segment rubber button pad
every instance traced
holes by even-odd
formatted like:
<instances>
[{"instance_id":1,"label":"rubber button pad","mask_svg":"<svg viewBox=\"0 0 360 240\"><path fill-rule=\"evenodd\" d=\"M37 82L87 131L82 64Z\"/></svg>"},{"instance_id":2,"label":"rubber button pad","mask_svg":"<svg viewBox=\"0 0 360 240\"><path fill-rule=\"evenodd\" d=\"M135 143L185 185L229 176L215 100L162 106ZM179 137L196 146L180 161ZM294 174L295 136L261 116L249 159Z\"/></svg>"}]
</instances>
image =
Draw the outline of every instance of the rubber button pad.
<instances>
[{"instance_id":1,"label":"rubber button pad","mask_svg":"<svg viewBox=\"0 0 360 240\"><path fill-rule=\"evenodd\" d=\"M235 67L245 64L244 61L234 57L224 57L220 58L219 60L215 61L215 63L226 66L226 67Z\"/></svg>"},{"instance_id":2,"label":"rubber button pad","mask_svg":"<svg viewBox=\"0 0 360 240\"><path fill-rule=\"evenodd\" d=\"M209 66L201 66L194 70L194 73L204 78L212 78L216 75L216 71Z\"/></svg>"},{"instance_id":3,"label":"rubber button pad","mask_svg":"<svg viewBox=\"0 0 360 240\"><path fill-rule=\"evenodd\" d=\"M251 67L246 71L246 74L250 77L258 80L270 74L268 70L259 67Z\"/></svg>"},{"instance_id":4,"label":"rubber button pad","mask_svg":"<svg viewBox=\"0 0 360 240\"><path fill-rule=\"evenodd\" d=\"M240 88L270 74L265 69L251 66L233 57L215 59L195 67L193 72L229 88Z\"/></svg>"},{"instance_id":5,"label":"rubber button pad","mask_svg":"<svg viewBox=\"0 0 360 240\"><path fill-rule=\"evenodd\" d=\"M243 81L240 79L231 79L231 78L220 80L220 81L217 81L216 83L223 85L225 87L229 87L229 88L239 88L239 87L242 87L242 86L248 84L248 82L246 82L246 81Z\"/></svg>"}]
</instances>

__________________________________________________

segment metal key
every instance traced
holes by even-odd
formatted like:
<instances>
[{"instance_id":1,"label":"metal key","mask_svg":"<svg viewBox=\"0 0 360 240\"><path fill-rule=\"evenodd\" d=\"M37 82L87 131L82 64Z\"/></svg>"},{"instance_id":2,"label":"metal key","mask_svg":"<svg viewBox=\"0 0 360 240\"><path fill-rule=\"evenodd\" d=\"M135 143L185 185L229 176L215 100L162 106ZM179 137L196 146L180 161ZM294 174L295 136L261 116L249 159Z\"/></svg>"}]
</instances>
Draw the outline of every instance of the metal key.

__________________________________________________

*Assigned task*:
Report only how many lines of the listing hold the word "segment".

*Answer box*:
2